> _Problem requirements_: Please copy the rows below exactly as they appear, from the line containing "[point] at the bent" through the line containing "(1063, 424)", including both of those lines.
===== Exercise materials =====
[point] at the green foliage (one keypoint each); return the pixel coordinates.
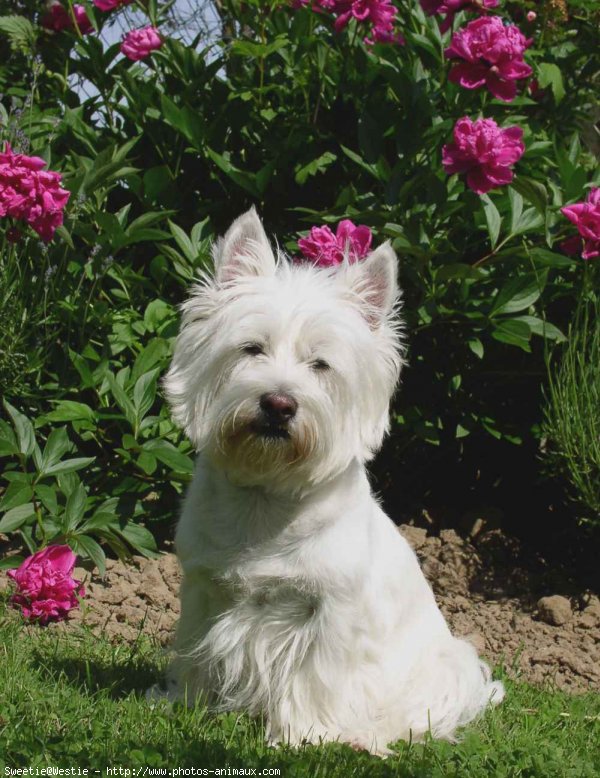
(572, 411)
(312, 126)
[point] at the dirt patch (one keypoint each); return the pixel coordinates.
(515, 610)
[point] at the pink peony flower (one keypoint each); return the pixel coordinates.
(31, 194)
(586, 217)
(327, 249)
(380, 14)
(110, 5)
(451, 7)
(483, 151)
(492, 55)
(139, 44)
(59, 18)
(46, 590)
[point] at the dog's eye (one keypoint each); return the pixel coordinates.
(253, 349)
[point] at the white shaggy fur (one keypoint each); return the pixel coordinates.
(300, 599)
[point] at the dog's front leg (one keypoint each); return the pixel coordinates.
(202, 599)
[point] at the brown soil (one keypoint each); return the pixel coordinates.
(522, 615)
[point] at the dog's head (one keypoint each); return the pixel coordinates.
(283, 372)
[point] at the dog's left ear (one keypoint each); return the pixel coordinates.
(244, 250)
(375, 281)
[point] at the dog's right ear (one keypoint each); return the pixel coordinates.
(244, 250)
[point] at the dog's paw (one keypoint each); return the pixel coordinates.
(365, 741)
(157, 693)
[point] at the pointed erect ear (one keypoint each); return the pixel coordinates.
(375, 281)
(244, 251)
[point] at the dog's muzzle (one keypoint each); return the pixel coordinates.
(277, 410)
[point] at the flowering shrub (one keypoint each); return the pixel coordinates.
(449, 8)
(58, 18)
(45, 587)
(484, 152)
(327, 249)
(313, 113)
(139, 44)
(492, 55)
(31, 194)
(586, 217)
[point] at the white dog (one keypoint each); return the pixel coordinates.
(301, 601)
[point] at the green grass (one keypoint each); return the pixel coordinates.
(69, 699)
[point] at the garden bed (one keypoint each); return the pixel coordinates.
(516, 609)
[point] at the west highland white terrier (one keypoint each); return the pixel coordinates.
(300, 600)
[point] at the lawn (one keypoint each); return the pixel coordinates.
(72, 700)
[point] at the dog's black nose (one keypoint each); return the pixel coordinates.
(278, 407)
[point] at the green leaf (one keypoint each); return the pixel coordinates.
(548, 258)
(542, 328)
(8, 441)
(493, 219)
(459, 271)
(516, 333)
(144, 393)
(166, 453)
(86, 546)
(121, 398)
(139, 537)
(147, 462)
(75, 508)
(476, 347)
(516, 208)
(17, 493)
(69, 466)
(47, 495)
(240, 177)
(318, 165)
(549, 74)
(183, 241)
(24, 430)
(157, 312)
(57, 445)
(16, 517)
(19, 30)
(70, 410)
(156, 351)
(518, 294)
(11, 562)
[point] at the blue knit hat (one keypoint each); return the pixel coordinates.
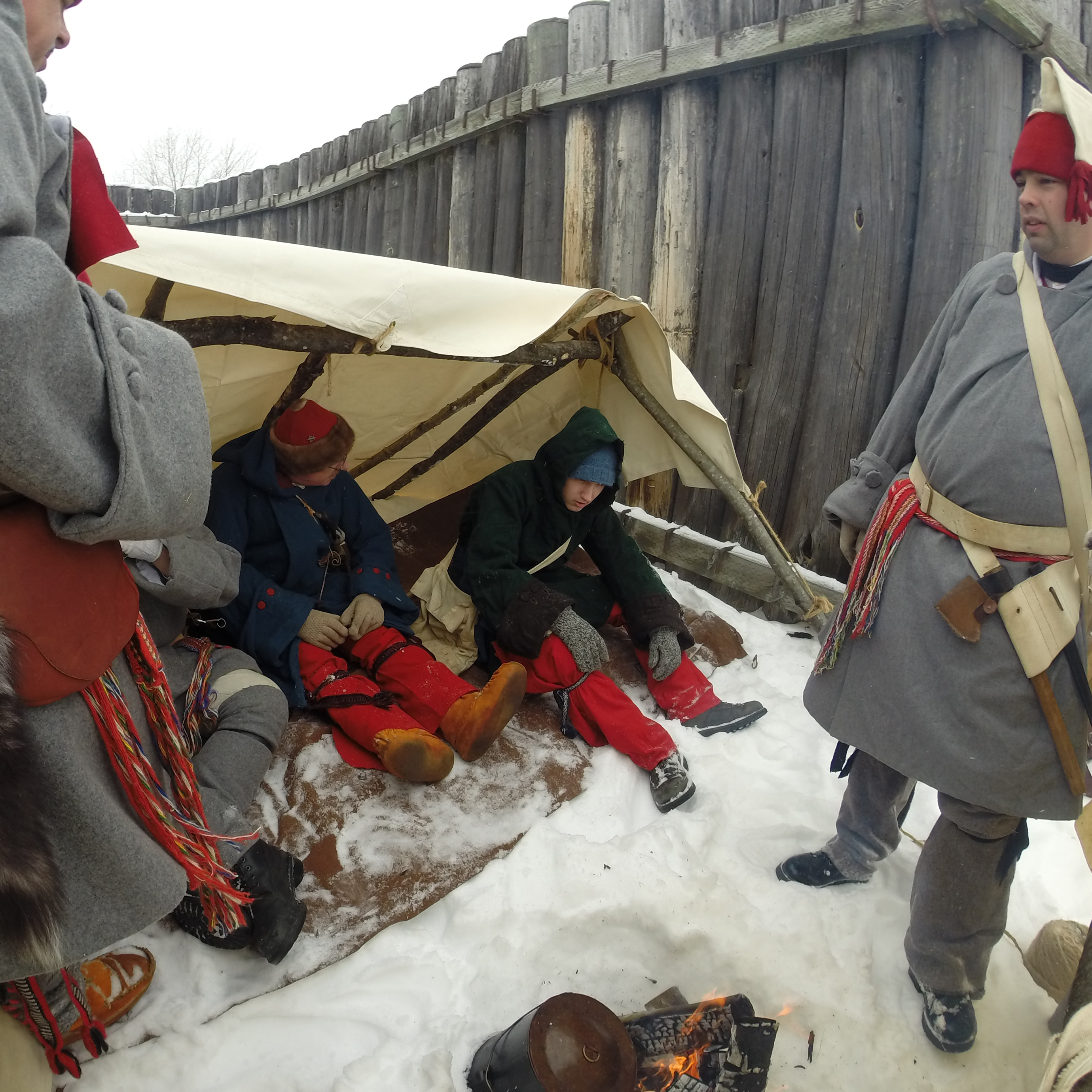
(601, 466)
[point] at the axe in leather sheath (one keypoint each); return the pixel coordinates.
(967, 607)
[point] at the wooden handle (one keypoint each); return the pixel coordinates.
(1062, 742)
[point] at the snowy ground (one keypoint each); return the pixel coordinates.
(609, 898)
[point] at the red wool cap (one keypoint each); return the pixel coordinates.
(305, 425)
(1045, 147)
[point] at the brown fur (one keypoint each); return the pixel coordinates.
(307, 458)
(31, 899)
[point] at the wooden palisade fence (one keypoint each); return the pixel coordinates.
(795, 187)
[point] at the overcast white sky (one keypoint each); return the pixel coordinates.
(283, 76)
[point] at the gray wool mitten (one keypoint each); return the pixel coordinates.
(581, 639)
(664, 653)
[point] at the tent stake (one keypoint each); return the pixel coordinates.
(438, 419)
(812, 607)
(302, 383)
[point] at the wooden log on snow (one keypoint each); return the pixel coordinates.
(584, 151)
(445, 161)
(806, 154)
(461, 223)
(631, 142)
(687, 127)
(424, 224)
(414, 116)
(544, 178)
(722, 563)
(857, 351)
(438, 419)
(484, 210)
(966, 154)
(377, 191)
(512, 153)
(736, 232)
(493, 409)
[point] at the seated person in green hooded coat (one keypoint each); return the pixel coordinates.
(521, 527)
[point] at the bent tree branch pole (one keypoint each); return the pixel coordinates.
(812, 607)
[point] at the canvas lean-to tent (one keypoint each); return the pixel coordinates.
(461, 322)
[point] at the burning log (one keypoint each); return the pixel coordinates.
(569, 1043)
(717, 1046)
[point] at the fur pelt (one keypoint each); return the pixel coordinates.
(329, 450)
(31, 899)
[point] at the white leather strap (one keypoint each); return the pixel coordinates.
(1063, 424)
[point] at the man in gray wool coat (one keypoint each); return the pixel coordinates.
(104, 434)
(944, 698)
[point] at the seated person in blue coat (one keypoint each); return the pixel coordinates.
(322, 611)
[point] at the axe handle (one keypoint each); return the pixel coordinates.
(1062, 742)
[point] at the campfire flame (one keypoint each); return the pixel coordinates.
(665, 1071)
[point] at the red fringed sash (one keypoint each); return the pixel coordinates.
(180, 828)
(861, 607)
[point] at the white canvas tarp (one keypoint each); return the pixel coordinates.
(456, 313)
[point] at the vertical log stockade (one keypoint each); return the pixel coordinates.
(794, 186)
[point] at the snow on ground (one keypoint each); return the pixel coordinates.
(609, 898)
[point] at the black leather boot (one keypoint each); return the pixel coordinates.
(270, 875)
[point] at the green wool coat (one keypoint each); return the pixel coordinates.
(516, 519)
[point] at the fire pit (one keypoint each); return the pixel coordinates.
(573, 1043)
(716, 1046)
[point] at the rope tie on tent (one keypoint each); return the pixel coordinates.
(180, 828)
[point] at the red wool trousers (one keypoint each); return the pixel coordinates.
(423, 687)
(603, 715)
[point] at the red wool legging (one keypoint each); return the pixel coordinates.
(603, 715)
(423, 687)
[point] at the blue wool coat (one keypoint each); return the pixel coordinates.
(282, 544)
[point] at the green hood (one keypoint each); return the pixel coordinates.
(588, 430)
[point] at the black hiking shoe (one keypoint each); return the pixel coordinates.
(813, 870)
(948, 1019)
(726, 718)
(671, 782)
(190, 916)
(270, 875)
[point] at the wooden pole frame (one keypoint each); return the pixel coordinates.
(825, 30)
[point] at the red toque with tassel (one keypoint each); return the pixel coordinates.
(1056, 139)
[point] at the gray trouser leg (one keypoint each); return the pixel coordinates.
(959, 902)
(233, 762)
(234, 759)
(867, 824)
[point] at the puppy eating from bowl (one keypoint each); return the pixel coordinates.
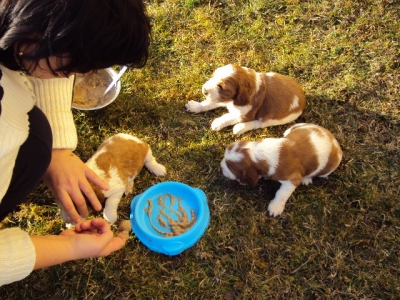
(253, 99)
(118, 160)
(306, 151)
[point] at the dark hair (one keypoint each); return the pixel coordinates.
(93, 34)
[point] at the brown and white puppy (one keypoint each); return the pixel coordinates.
(118, 161)
(254, 100)
(305, 151)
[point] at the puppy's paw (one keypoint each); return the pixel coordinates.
(110, 215)
(217, 124)
(239, 129)
(275, 208)
(193, 106)
(306, 180)
(159, 170)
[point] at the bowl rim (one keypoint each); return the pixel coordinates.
(117, 91)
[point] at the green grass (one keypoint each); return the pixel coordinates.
(337, 239)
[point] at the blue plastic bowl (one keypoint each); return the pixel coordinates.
(164, 197)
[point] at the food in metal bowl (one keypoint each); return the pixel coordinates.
(89, 90)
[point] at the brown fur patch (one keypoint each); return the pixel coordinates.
(126, 155)
(272, 100)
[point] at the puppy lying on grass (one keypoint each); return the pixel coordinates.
(254, 100)
(306, 151)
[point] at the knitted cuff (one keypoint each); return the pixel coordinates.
(17, 255)
(54, 97)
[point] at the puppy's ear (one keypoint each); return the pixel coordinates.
(250, 176)
(99, 193)
(242, 97)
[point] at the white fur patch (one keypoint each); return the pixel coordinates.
(232, 154)
(322, 148)
(210, 88)
(295, 103)
(226, 171)
(268, 150)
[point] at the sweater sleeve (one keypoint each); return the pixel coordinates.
(17, 255)
(54, 98)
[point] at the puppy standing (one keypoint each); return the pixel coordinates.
(305, 151)
(118, 161)
(254, 100)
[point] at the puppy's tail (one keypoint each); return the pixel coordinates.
(153, 166)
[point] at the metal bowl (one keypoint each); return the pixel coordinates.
(89, 89)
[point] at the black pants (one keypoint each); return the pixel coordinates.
(33, 160)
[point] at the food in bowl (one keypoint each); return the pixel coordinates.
(170, 217)
(89, 89)
(173, 221)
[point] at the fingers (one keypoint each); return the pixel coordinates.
(97, 225)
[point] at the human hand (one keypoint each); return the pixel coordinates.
(94, 238)
(68, 178)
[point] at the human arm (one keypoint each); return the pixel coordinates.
(67, 176)
(91, 238)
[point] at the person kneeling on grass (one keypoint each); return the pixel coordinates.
(42, 45)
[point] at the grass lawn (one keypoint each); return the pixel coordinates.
(337, 238)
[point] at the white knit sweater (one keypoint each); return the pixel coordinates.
(21, 93)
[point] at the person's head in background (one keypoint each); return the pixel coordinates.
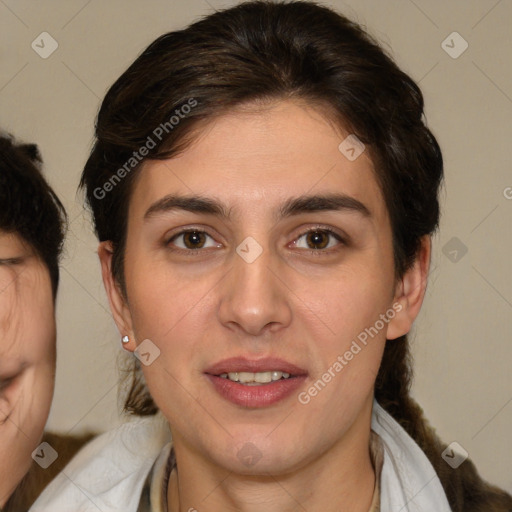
=====
> _Output for this task_:
[point] at the bent tree branch pole (one keypoint each); return the pixel coordinates.
(812, 607)
[point] at the canvas lean-to tent (one keypoint each); return the pixel coordinates.
(461, 322)
[point] at the burning log (one keypoint each); return the pixel coordinates.
(569, 1043)
(717, 1046)
[point] at the fur pelt (one keypoint each); return the pixel coordinates.
(329, 450)
(31, 899)
[point] at the white leather strap (one keypoint each); return the pixel coordinates.
(1063, 424)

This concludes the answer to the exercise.